İstenenler ->
- 1) Oktoberfest yazısına göre şölen bu yıl kaçıncı kez düzenleniyor?
- 2) Oktoberfest yazısındaki "Bu, günde ortalama 400 bin kişi anlamına geliyor." cümlesini İngilizceye çevirin.
- 3) Aşağıdaki ifadelerin Oktoberfest yazısıyla uyuşup uyuşmadığını belirtin ve her biri için yazıdaki belirleyici sözleri aynen alıntılayın: (a) Yazar Münih'teki Oktoberfest'e daha önce de gitmişti. (b) Oktoberfest yalnızca iki hafta sürüyor. (c) Yazar şölene hafta sonu bir gün gitti.

Sayfa metni ->
───

|
Kimsenin sarhoş olmadığı bira şöleni
|
|
Münih'te her yıl ekim ayında düzenlenen Oktoberfest bira şöleni, milyonlarca kişinin katılımıyla, büyük çadırlarda, birer litrelik bira bardaklarında içilen özel biralar ve çeşit çeşit yemekle, keyifle kutlanıyor.
Alman kültürüne aşina olmama rağmen, Münih'in ünlü Ekim Bira Şöleni, Oktoberfest'e antipati duyardım. Gidip gördüğümden mi? Hayır; bugüne dek elime sayısız fırsat geçtiği halde, her seferinde bir bahane ile bu dev bira şölenine uzak durdum. Kafamda canlandırdığım, hiç sevmediğim 'umpa umpa' tempolu, marş havasında şarkıların avaz avaz birlikte söylendiği, biranın su gibi içilip, ardından insanların sapıtmaya başladıkları bir maganda ortamıydı. Birkaç kez, birtakım firmaların sponsorluğu ile İstanbul'a getirilen Bavyera bandolarının eşliğinde lüks otellerde düzenlenen Oktoberfest karikatürlerinin ardından da, bu şöleni kafamdan sildim. Gel gelelim; önceki hafta, ilk defa Münih'teki Oktoberfest'e gittim ve moda deyimle, 'artık ben de değiştim!..'
6 MİLYON KİŞİ KATILIYOR Bu yıl 173'üncü kez tekrarlanan Ekim Bira Şöleni'ne güneşli ve sıcak bir öğleden sonra, saat 15.00 sıralarında hızlı tramvaydan metroya aktarma yaparak ulaştım. Hafta içi bir gün ve erken saat olmasına rağmen, metroya eksilmeyen bir insan seli akıyordu. Bu insan selini yadırgamamak gerek; zira sadece iki hafta süren Oktoberfest'e 6 milyondan fazla kişi katılıyor. Bu, günde ortalama 400 bin kişi anlamına geliyor. Oktoberfest'in düzenlendiği alan, Edirne'deki Kırkpınar Çayırlığı gibi, belirli bir programa tahsis edilmiş.

───

Kayıtlı liste ->
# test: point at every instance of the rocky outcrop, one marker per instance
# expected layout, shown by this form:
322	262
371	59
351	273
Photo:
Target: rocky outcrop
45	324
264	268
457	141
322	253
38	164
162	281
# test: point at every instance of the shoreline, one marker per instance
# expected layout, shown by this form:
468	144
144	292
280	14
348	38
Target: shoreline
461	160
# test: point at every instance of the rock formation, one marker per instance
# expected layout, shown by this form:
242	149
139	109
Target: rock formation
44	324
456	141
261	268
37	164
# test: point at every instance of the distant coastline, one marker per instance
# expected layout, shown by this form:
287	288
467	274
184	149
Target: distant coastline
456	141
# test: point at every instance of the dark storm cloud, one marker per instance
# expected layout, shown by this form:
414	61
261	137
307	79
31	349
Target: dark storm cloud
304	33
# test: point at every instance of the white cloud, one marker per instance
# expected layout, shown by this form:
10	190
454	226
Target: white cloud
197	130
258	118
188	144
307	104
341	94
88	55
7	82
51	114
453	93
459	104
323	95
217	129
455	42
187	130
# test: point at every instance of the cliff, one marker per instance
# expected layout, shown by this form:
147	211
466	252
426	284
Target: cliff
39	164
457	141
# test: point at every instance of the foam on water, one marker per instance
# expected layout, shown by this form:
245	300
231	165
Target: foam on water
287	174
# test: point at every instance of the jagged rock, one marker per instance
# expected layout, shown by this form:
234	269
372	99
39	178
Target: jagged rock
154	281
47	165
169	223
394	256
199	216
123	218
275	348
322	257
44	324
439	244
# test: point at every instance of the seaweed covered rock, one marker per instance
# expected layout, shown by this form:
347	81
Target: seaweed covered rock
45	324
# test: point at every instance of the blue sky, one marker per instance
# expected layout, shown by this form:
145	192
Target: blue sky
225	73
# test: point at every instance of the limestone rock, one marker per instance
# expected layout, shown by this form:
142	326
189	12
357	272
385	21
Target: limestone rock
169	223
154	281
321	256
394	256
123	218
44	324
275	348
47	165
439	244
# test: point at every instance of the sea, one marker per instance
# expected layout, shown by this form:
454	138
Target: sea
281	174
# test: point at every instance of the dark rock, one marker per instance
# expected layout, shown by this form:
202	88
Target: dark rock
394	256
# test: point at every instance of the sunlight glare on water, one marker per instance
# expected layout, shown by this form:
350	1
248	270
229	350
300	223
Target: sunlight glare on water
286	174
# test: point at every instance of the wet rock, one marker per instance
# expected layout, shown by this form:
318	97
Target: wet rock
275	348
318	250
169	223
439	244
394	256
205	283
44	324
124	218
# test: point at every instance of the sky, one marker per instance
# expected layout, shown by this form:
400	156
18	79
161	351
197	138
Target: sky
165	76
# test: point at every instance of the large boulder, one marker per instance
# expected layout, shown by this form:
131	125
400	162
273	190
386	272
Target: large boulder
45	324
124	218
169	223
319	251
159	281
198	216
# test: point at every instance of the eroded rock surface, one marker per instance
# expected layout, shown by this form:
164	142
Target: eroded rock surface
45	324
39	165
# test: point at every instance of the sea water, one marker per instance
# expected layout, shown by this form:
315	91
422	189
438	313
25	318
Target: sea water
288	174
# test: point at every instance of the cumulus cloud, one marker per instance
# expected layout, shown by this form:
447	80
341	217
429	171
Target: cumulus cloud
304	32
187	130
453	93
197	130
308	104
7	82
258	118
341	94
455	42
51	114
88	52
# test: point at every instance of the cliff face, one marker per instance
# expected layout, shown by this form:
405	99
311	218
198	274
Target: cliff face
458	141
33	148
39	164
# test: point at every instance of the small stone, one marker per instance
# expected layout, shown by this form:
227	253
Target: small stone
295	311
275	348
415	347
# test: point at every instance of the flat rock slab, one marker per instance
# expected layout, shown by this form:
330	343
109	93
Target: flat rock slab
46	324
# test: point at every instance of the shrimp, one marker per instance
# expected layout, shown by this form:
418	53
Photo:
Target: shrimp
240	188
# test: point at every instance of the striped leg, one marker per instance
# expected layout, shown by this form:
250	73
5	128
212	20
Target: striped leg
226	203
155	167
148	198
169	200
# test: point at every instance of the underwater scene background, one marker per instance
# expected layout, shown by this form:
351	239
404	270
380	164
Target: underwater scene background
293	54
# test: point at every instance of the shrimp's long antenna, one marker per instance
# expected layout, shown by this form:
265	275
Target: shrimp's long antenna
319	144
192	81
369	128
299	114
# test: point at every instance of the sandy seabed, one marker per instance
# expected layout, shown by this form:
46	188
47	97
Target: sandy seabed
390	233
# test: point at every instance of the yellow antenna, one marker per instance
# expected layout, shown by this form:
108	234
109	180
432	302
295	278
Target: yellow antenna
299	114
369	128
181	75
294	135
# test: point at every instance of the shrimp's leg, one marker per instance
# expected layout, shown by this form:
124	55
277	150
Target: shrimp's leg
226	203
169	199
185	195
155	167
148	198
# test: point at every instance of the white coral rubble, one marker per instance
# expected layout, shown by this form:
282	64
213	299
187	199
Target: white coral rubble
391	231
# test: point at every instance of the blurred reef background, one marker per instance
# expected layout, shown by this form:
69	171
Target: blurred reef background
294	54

───

Tam çözümler ->
- 1) Şölen bu yıl 173'üncü kez düzenleniyor.

- 2) This means an average of 400,000 people a day.

- 3)
(a) Hayır: "ilk defa Münih'teki Oktoberfest'e gittim"
(b) Evet: "sadece iki hafta süren Oktoberfest'e"
(c) Hayır: "Hafta içi bir gün ve erken saat olmasına rağmen"